OPDRACHT:
Geef de regels uit de gegevens opnieuw weer, beginnend bij de regel met "Category: jacket zipper" en eindigend bij de regel met "[231,145,271,163]". Verwissel daarin "wristwatch" voor "watch" en laat al het overige ongewijzigd.

VASTGELEGDE GEGEVENS:

________________________

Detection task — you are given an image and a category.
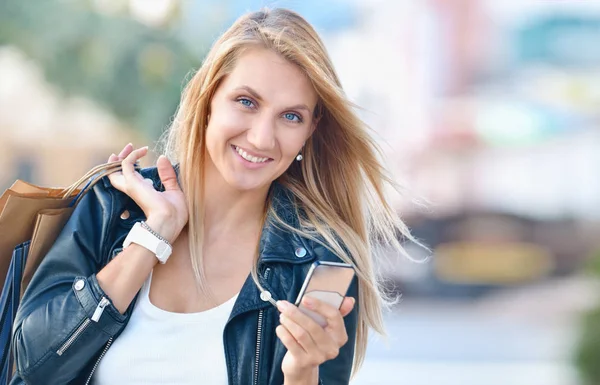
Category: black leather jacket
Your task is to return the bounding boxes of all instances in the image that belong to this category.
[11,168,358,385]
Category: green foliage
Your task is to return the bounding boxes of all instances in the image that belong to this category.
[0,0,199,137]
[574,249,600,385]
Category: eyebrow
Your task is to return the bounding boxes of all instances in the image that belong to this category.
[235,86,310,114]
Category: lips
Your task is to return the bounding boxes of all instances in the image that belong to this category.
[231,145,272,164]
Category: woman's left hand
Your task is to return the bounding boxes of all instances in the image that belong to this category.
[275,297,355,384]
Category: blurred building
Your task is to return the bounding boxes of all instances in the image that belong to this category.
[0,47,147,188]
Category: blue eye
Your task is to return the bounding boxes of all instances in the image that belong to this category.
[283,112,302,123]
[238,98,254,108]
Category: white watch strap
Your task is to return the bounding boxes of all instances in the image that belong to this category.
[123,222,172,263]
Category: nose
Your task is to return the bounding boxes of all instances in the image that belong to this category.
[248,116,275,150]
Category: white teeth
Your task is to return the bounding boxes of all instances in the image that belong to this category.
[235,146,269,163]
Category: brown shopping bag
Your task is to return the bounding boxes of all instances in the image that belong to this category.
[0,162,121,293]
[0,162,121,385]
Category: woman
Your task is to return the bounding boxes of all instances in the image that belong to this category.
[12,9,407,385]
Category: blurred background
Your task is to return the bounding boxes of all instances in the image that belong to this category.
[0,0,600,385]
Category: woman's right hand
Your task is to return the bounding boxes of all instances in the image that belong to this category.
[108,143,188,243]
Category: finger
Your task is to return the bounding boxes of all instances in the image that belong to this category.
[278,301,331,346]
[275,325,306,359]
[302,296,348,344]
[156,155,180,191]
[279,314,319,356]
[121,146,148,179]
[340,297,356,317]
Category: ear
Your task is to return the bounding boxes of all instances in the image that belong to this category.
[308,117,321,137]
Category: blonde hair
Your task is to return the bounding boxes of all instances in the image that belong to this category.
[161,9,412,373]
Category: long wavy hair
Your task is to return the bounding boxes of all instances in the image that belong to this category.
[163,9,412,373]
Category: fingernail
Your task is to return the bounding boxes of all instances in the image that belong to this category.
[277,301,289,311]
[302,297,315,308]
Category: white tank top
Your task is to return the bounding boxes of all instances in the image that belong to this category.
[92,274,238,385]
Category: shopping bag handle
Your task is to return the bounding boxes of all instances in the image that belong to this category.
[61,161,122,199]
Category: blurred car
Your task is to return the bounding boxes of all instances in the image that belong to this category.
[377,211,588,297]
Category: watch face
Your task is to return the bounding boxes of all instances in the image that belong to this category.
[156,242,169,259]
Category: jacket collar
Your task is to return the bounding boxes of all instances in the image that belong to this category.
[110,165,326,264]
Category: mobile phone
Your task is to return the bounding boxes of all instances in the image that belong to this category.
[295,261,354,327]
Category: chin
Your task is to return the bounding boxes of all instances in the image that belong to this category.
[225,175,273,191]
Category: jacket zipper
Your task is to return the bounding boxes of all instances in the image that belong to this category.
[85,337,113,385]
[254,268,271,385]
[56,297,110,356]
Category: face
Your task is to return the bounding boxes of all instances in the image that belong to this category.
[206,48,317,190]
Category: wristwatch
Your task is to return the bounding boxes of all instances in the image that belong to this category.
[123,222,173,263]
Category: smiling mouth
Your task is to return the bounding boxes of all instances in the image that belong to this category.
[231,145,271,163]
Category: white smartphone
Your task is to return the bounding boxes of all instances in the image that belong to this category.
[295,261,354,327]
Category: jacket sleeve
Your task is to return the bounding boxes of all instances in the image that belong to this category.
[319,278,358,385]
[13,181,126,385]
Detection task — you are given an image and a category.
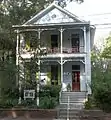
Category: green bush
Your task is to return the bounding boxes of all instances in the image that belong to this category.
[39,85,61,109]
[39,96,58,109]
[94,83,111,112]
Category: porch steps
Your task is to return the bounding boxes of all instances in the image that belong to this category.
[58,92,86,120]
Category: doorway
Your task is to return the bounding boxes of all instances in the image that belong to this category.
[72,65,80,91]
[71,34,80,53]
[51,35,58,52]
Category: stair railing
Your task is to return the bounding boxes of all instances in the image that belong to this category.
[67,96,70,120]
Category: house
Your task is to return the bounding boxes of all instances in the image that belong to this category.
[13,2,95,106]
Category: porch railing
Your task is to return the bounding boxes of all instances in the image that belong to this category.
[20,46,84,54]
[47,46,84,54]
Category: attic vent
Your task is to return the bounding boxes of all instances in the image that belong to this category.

________________________

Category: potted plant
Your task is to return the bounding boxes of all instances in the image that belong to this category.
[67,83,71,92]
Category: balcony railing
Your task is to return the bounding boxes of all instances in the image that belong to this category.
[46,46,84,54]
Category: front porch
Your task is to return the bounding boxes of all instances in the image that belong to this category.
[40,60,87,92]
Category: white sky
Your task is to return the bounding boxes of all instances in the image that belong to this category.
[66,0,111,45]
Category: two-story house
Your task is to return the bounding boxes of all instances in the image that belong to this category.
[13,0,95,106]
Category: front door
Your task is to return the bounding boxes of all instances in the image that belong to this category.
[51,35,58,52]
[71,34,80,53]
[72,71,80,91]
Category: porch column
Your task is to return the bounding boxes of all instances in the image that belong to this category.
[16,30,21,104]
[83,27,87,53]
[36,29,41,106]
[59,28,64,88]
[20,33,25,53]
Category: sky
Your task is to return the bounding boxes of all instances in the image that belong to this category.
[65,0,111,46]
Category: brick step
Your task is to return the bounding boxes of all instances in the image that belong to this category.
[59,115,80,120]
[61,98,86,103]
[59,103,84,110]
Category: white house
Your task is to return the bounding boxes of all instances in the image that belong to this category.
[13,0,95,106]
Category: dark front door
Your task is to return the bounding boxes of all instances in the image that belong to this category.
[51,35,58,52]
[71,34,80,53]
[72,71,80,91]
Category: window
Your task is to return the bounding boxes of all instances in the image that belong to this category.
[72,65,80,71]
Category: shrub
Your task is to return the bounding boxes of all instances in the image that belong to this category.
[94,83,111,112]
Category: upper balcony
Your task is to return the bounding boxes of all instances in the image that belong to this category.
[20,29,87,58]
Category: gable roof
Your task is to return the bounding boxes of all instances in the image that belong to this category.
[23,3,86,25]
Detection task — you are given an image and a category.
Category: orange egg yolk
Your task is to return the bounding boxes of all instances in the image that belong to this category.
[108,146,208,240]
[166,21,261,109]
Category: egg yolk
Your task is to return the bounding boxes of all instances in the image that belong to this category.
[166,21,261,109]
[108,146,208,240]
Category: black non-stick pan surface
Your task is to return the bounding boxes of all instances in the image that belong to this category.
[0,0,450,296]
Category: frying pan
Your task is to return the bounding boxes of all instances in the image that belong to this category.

________________________

ANTWOORD:
Category: jacket zipper
Your task is to return the bounding boxes of all instances in the image that belong to this category.
[85,337,113,385]
[254,268,271,385]
[56,297,110,356]
Category: face
Your task is to return the bounding boxes of all instances in the image that belong to this category.
[206,48,317,190]
Category: watch
Your task is to return the bounding boxes of all instances in the image that belong to this category.
[123,222,173,263]
Category: smiling mouth
Your task is to return the bounding boxes of all instances in the image that belong to this category.
[231,145,271,163]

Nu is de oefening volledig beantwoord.